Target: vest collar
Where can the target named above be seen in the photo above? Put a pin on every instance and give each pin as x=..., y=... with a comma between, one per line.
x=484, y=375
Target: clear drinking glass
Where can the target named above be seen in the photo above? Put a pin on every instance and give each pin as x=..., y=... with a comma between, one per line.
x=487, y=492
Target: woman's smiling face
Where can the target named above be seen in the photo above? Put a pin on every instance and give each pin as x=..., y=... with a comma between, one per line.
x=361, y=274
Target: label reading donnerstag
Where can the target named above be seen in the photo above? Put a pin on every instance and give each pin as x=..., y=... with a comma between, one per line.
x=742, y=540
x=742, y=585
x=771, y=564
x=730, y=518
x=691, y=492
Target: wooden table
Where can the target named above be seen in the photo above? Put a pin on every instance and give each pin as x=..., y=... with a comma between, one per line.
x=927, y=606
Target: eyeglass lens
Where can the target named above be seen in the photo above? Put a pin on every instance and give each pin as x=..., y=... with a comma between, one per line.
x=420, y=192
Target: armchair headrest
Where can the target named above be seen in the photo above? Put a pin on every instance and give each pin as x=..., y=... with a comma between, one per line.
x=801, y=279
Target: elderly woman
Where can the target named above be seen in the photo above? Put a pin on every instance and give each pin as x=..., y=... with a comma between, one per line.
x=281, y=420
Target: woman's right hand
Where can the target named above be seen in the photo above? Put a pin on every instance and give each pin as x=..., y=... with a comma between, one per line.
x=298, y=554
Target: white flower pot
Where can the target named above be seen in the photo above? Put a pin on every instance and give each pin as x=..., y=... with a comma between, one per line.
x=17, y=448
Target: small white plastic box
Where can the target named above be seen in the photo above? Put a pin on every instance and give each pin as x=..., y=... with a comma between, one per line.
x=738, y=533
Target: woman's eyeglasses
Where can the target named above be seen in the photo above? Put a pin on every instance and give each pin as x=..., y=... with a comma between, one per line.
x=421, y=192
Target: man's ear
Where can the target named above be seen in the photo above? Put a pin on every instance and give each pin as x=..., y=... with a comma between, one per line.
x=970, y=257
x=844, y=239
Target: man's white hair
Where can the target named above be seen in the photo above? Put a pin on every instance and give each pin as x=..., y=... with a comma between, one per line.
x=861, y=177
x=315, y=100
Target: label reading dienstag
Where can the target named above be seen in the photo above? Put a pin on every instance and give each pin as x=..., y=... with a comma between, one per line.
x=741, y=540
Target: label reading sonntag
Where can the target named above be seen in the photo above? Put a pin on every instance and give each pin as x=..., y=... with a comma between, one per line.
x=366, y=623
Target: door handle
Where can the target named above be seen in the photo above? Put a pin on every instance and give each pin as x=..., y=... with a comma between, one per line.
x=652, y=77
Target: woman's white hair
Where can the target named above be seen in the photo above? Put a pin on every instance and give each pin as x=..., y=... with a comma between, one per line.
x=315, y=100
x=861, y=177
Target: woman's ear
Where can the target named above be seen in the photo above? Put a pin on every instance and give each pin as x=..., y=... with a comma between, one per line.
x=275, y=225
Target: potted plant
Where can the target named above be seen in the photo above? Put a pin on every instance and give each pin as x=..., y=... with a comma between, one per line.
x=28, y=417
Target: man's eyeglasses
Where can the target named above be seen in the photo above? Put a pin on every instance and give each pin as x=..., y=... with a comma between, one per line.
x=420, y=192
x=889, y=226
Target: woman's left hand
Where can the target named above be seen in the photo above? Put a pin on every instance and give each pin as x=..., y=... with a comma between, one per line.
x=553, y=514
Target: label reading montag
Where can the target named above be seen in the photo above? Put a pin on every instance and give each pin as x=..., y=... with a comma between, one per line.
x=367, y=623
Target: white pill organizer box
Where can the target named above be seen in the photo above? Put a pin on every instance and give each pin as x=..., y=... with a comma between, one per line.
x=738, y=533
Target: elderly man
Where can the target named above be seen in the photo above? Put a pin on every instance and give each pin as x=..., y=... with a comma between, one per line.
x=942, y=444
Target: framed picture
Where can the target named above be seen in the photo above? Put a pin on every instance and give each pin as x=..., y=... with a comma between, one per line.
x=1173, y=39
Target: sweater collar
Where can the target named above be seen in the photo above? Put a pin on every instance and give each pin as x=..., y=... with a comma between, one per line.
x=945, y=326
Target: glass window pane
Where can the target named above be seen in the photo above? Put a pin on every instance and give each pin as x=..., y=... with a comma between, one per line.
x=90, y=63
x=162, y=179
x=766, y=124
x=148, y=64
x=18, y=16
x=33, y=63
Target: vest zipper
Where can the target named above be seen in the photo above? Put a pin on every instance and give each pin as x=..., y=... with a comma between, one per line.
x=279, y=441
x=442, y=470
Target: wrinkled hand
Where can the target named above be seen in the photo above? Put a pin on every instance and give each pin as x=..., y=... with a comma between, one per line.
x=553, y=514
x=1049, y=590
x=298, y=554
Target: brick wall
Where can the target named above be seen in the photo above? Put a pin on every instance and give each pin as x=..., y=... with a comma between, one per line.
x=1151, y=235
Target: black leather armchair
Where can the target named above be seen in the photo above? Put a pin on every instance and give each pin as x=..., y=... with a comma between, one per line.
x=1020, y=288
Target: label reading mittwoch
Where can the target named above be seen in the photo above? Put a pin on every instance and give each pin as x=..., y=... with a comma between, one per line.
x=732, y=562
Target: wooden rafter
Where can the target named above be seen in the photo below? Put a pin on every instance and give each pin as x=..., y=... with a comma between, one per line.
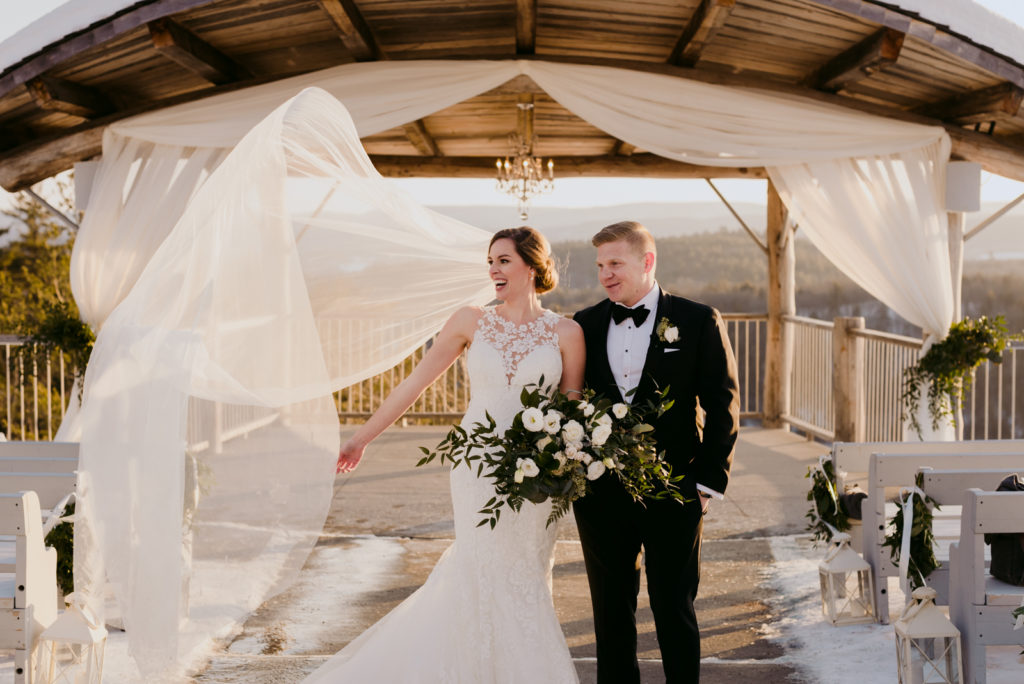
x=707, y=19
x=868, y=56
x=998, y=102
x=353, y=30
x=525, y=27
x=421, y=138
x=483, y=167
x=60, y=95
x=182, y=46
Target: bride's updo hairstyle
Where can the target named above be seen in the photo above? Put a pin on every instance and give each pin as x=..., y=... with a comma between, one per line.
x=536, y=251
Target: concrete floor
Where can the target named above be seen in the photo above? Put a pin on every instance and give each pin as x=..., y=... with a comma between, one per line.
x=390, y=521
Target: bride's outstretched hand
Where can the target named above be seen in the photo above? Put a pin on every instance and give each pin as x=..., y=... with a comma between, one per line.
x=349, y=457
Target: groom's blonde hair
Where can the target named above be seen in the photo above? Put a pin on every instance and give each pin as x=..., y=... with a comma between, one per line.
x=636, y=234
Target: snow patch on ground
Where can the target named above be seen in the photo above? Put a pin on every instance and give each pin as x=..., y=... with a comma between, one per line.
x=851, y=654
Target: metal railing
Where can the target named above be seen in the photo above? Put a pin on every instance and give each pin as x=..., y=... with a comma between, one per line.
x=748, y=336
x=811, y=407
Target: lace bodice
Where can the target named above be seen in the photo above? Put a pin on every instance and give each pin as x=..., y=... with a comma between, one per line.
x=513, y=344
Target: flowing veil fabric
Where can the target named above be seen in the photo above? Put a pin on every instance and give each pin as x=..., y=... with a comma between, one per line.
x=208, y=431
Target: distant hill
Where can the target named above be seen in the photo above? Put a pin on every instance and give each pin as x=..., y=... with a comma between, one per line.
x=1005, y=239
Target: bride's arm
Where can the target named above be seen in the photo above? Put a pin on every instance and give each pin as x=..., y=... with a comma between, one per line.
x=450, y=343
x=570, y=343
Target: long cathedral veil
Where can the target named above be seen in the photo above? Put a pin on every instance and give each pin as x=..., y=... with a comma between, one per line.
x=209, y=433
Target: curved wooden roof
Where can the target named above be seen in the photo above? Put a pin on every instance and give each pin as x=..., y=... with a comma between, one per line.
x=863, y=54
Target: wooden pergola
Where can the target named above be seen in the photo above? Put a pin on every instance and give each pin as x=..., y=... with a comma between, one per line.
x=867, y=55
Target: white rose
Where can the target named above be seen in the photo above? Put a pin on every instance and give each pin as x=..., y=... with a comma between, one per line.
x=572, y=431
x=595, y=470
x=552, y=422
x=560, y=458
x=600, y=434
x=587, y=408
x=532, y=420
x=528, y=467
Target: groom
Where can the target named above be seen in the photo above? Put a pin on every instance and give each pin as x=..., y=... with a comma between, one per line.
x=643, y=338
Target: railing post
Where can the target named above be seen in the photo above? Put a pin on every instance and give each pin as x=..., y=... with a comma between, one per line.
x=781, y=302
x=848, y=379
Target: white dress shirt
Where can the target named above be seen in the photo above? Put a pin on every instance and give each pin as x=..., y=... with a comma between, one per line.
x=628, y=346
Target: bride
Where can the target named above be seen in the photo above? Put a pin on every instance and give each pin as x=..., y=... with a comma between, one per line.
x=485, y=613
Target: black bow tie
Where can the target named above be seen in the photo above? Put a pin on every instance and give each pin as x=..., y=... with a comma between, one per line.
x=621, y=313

...

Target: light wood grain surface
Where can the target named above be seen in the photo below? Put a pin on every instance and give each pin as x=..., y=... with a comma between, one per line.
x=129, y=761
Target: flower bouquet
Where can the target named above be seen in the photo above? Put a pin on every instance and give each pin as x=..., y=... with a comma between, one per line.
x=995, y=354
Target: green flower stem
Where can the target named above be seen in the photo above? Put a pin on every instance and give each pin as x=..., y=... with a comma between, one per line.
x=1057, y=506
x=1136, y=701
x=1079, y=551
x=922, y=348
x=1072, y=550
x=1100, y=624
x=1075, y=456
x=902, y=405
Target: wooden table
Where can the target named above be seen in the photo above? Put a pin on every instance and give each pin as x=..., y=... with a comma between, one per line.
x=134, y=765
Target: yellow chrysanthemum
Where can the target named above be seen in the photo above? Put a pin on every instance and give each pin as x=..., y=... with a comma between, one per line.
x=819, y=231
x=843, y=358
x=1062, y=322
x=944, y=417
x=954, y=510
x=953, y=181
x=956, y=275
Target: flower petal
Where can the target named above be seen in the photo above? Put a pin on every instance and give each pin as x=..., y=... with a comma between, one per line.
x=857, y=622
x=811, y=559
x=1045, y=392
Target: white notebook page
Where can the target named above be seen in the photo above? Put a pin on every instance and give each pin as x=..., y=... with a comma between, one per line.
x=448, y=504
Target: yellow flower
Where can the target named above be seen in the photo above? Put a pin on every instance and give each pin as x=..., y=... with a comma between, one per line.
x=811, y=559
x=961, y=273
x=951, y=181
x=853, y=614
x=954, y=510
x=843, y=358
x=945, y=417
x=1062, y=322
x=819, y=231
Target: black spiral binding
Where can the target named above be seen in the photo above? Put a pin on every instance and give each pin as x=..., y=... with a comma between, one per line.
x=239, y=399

YOUR OBJECTIVE: Your answer should consist only of the lines above between the line holding "Target: label reading mittwoch" and the line holding "Target: wooden rafter", inclusive, each transcribed exactly.

YOUR RESPONSE:
Target: label reading mittwoch
Where can the target named above be seen in the photo above? Put a pin on every instance and give each pin as x=..., y=... with a comma between, one per line.
x=732, y=562
Target: wooden rafter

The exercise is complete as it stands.